EXCERPTED RECORDS:
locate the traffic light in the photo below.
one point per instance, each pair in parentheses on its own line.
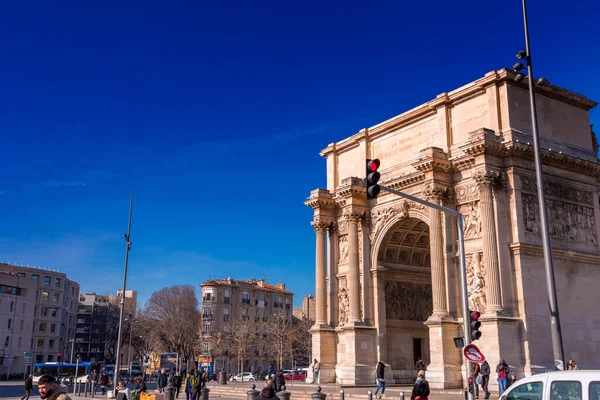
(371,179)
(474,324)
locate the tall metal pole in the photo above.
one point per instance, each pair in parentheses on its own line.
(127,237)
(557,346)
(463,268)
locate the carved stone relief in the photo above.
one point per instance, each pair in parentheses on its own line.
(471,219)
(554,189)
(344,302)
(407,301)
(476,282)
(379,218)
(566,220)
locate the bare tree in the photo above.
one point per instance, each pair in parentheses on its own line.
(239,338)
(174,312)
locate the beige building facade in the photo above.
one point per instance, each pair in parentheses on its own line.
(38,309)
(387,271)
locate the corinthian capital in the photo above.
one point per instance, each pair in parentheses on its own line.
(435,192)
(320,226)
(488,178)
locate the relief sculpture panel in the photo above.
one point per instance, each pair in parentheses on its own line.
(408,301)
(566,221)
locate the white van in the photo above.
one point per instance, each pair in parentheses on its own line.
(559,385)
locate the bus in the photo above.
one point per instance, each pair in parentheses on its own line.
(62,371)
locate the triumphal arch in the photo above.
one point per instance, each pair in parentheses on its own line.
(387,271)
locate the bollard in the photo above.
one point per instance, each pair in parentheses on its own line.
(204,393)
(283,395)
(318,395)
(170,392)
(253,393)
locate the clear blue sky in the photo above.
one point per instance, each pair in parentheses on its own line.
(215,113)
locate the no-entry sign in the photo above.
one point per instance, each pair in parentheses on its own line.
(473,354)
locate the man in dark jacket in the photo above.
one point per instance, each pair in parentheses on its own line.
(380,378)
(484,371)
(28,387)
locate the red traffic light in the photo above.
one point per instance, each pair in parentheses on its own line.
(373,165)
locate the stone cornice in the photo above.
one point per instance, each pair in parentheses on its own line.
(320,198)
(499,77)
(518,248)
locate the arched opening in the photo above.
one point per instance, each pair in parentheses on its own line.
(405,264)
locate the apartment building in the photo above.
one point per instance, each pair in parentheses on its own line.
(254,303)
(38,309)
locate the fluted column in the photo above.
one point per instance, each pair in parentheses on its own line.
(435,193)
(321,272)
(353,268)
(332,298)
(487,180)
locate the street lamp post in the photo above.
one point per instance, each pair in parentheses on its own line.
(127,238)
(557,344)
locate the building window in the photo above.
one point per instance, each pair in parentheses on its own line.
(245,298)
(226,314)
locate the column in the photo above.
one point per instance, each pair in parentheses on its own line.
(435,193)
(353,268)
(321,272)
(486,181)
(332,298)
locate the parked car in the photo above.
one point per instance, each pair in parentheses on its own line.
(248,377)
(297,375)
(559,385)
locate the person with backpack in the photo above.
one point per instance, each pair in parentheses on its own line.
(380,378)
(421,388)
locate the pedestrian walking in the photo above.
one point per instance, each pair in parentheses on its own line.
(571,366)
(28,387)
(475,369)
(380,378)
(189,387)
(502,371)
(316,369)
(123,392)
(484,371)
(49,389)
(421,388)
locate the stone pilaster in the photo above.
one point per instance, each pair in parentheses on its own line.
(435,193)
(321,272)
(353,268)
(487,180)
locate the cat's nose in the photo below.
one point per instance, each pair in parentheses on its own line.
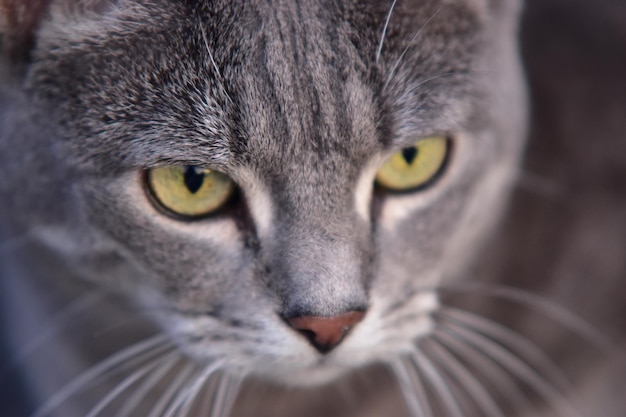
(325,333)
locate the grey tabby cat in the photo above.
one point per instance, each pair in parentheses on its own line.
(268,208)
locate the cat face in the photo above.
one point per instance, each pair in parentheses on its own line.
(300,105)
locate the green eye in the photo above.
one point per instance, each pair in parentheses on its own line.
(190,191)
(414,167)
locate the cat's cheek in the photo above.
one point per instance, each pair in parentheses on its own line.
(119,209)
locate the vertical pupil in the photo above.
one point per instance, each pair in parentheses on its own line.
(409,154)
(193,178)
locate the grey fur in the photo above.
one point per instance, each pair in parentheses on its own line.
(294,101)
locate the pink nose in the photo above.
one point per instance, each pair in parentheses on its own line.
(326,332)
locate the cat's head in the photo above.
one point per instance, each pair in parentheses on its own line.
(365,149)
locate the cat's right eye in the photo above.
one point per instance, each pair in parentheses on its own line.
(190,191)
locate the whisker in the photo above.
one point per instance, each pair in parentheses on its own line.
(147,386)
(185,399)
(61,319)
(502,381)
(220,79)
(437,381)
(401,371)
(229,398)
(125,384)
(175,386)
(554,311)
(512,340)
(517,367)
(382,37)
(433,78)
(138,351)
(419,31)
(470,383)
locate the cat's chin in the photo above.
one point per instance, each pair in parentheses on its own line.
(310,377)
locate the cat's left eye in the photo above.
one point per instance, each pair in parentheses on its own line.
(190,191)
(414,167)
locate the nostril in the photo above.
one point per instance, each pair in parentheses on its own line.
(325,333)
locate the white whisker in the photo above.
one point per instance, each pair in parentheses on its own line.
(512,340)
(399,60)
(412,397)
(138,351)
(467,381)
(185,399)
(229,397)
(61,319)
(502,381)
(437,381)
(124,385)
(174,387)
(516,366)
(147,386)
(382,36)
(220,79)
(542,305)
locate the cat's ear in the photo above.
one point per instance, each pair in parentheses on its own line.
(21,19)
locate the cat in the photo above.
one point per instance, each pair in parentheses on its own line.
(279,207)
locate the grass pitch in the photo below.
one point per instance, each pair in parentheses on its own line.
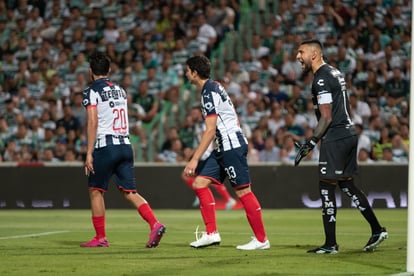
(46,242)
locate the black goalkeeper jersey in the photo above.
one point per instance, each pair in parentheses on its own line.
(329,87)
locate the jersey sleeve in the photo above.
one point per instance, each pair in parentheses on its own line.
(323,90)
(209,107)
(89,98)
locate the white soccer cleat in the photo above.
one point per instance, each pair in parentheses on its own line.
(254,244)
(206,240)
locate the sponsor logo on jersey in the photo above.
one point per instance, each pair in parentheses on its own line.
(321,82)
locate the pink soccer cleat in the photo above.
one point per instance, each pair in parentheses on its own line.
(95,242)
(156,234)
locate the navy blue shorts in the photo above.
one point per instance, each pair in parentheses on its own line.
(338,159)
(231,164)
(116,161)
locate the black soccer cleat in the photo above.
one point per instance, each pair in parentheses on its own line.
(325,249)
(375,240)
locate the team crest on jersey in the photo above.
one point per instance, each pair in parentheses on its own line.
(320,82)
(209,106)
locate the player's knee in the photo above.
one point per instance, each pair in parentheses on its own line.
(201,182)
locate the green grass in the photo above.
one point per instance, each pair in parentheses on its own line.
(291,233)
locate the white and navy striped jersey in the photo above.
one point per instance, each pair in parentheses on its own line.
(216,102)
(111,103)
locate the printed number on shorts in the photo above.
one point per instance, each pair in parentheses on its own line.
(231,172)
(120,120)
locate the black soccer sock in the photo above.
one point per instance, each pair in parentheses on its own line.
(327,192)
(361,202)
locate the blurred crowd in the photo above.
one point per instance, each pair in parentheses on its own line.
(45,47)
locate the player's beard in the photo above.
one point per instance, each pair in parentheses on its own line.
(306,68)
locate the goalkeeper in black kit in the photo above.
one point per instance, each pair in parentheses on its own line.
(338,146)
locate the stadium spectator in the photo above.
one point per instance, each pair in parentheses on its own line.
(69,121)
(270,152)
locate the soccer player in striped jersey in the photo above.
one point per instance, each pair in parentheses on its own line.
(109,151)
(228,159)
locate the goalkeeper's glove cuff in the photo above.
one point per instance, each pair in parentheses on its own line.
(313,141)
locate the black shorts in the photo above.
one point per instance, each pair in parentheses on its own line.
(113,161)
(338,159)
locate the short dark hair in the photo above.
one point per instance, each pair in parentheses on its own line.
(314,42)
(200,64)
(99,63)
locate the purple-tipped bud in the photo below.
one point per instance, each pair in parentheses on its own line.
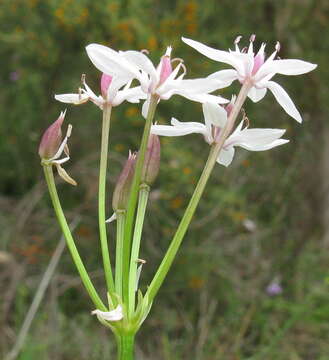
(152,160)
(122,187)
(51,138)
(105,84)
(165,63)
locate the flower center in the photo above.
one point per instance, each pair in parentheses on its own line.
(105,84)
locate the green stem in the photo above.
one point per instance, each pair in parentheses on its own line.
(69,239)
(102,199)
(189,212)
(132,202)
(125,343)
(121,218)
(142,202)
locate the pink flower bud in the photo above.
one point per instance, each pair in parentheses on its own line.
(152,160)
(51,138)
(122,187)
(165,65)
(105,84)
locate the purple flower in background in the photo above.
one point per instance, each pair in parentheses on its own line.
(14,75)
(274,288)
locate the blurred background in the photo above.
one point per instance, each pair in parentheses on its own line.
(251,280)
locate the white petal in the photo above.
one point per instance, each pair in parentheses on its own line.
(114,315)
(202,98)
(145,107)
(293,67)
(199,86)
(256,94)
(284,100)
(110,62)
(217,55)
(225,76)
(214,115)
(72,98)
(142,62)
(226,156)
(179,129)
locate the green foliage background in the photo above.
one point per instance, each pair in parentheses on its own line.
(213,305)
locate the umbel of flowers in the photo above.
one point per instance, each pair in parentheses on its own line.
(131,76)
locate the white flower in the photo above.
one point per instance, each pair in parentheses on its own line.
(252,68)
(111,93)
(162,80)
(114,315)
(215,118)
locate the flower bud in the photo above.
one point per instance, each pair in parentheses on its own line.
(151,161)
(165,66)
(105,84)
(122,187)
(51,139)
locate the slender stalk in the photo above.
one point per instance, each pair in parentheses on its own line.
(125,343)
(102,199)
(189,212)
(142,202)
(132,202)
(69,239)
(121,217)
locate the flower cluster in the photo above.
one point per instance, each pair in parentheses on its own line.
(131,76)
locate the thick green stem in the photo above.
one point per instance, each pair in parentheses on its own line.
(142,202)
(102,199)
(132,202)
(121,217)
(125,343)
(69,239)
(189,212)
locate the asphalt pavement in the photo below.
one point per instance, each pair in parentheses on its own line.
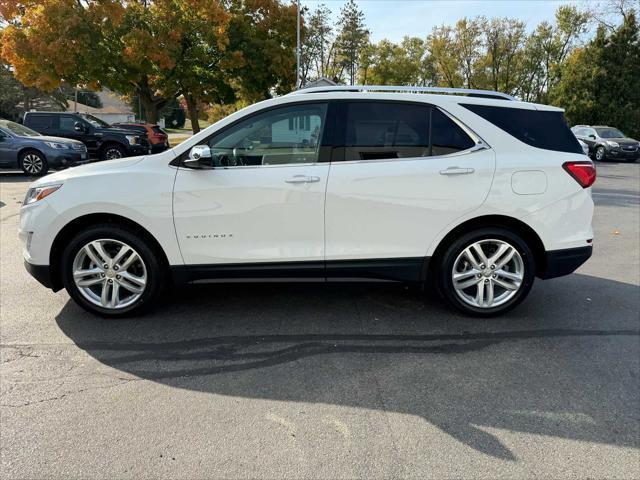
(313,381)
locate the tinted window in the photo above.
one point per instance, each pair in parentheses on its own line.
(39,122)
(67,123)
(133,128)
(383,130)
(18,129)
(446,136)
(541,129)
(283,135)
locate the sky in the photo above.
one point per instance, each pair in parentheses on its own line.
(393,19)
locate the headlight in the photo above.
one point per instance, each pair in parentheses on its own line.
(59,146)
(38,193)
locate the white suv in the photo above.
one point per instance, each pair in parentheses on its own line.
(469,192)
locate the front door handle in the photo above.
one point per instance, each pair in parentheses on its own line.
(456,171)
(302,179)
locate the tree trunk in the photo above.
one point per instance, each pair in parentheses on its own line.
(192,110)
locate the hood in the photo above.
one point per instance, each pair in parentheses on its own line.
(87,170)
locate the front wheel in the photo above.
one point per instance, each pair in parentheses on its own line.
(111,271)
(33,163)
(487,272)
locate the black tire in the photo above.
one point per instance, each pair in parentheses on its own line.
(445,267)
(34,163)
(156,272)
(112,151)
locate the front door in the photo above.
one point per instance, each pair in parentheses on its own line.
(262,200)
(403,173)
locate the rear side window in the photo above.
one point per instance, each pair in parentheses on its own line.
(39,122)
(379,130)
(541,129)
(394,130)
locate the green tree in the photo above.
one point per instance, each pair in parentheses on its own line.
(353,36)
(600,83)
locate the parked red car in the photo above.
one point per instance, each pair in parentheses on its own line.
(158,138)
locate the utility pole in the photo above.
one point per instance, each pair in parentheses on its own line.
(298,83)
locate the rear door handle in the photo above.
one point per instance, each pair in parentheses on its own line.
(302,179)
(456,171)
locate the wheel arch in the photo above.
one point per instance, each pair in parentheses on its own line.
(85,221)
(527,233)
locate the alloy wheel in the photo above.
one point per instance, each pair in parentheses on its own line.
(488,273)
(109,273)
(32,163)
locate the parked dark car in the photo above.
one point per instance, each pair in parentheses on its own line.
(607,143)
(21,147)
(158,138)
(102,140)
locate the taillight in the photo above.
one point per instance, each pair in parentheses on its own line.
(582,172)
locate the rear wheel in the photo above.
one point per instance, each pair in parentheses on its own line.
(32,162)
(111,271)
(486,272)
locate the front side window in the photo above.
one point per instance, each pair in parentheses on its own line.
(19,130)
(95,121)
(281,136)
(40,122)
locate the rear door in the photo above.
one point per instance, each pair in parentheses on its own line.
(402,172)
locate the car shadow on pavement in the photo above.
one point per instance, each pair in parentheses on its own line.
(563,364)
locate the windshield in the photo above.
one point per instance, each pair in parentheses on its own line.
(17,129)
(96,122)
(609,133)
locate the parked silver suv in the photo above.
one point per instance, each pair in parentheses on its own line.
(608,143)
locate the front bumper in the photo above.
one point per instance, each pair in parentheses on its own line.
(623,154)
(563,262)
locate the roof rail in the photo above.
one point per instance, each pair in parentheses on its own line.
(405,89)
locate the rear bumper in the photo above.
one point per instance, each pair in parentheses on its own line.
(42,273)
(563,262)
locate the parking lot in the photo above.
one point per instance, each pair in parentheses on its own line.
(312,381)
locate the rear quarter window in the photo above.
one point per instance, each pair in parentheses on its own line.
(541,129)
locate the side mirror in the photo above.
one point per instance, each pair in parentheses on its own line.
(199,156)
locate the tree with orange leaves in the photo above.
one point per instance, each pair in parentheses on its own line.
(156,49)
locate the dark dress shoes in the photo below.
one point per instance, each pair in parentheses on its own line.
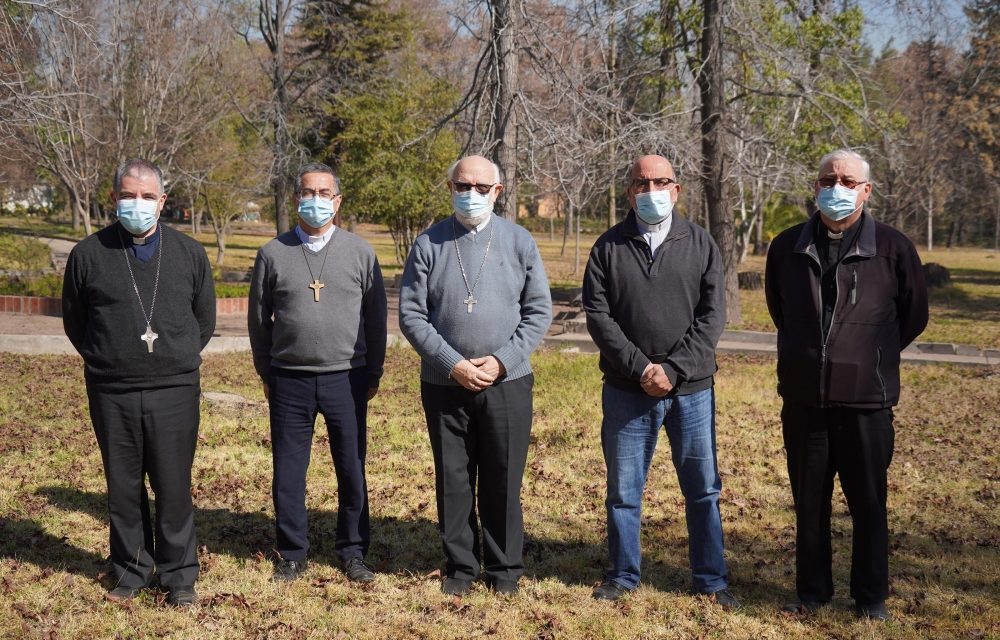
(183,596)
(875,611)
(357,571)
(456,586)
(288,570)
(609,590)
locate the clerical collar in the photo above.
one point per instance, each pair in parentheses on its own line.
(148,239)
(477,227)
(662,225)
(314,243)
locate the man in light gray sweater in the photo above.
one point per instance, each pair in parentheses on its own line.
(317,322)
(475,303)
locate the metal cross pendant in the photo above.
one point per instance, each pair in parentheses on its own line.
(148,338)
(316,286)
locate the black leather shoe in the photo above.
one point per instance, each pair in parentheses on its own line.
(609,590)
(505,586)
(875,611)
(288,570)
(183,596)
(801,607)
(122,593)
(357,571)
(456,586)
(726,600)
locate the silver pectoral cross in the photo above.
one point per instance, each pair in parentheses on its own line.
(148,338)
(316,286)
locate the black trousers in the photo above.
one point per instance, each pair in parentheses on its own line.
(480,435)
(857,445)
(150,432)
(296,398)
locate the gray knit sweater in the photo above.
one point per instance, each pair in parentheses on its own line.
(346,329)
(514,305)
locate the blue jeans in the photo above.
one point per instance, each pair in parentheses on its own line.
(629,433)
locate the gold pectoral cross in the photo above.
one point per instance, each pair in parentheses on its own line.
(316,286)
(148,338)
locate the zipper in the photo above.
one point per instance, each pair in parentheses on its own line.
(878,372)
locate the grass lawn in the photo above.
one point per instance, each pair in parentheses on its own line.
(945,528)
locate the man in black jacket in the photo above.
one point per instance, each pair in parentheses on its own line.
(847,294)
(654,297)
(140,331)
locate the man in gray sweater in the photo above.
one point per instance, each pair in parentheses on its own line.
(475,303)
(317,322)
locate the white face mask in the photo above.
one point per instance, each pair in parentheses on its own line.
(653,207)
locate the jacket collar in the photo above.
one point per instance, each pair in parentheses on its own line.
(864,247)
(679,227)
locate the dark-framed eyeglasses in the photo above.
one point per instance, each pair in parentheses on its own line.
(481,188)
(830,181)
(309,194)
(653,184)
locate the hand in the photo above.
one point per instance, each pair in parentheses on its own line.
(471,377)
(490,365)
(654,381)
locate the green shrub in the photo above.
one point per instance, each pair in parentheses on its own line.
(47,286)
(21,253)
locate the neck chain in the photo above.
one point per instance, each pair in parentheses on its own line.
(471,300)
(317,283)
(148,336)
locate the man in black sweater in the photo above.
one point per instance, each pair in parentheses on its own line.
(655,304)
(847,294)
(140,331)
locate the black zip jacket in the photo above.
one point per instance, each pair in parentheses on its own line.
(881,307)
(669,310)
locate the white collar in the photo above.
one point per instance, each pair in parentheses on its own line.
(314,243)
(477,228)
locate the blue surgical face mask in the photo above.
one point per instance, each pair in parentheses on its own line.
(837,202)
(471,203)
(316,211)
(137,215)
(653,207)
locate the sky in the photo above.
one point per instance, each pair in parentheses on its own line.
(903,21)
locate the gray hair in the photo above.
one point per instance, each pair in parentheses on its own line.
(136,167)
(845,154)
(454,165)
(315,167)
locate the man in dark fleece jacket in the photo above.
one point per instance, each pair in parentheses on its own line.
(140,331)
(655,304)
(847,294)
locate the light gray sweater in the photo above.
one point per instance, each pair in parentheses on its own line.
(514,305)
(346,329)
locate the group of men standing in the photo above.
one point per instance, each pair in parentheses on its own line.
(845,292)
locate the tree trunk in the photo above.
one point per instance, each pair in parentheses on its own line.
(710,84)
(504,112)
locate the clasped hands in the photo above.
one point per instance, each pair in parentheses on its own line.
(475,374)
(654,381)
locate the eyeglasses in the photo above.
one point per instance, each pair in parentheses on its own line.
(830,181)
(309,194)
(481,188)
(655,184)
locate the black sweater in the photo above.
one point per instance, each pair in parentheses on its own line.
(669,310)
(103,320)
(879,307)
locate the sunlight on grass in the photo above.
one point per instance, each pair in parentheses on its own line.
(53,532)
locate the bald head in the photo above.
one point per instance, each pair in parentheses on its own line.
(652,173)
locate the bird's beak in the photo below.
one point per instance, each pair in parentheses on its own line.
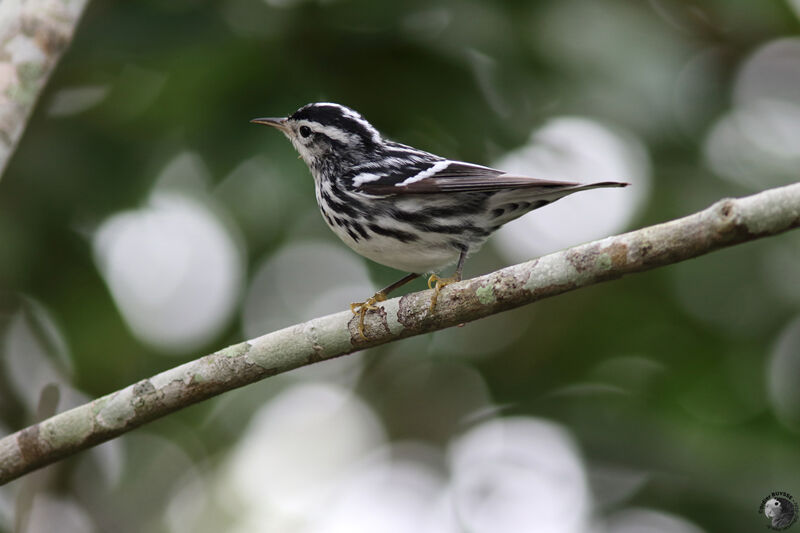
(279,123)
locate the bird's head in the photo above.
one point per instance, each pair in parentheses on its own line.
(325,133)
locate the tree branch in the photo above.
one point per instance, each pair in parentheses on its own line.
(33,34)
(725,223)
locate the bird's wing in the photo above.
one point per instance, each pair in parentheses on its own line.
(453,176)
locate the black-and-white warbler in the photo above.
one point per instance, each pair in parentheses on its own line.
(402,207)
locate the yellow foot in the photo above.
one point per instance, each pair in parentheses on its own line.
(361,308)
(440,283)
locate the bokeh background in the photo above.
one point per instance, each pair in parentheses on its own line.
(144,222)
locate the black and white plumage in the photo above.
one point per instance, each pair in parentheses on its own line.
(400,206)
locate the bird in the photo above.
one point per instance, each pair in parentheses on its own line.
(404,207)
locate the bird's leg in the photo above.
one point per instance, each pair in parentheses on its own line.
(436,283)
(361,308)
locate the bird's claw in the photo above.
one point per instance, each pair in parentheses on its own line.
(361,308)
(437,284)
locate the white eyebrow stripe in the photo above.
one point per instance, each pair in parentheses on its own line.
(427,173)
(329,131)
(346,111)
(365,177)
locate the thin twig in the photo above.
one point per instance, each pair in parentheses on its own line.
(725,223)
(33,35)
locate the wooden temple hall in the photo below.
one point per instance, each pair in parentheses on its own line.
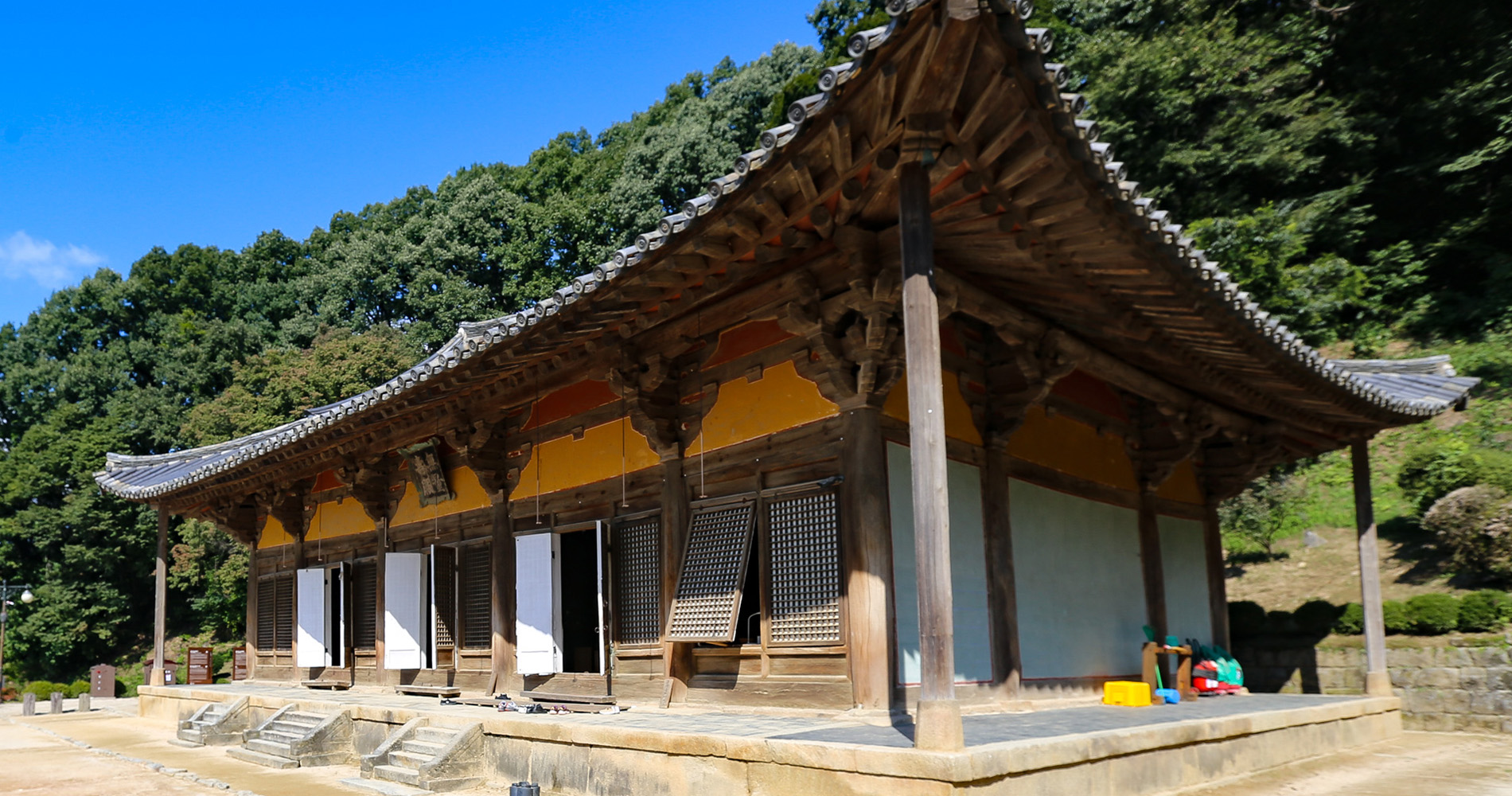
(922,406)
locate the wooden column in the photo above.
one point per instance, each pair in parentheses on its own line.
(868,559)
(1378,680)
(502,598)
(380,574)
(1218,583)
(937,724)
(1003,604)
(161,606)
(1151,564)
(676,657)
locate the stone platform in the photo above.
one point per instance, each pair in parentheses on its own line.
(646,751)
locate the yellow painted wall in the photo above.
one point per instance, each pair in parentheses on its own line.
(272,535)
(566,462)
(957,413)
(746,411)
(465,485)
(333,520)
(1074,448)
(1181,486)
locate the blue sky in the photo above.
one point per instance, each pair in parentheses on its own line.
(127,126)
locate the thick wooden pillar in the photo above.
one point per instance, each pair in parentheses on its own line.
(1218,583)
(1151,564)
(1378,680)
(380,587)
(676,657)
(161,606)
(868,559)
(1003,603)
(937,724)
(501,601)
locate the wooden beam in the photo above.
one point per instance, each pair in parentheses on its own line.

THE TASK: Output only the lines from the line that contains "locate the wooden temple" through the end of the material, both ends included, and skip every picture.

TASK SOLUTION:
locate the wooden temple hall in the photo below.
one point per instance, each pair in parentheses on its own line.
(922,406)
locate the wooden column in the photo above.
one point per instance, each pair in parentheses on its own line.
(868,559)
(1378,680)
(502,598)
(380,574)
(1218,583)
(937,724)
(1003,604)
(161,606)
(1151,564)
(676,657)
locate the stone platform in the photo above.
one point per instance, each pair in parentheses on its own line.
(646,751)
locate the yellow painted wall in the photo above.
one point per instance, each pair in parentheses on its own line.
(272,535)
(566,462)
(957,413)
(746,411)
(465,485)
(333,520)
(1074,448)
(1181,486)
locate the blue sky in the photo above.
one point per instance, each pair in parentheses on its own line.
(127,126)
locate the thick wooden pillar in the photo above.
one point per instance, each pair in parentheses on its own line.
(1218,583)
(1151,564)
(1378,680)
(380,587)
(676,657)
(161,606)
(868,559)
(1003,603)
(937,724)
(501,601)
locate the wooden beam in the photo above.
one point per instance, each pair in parentheses on its own line.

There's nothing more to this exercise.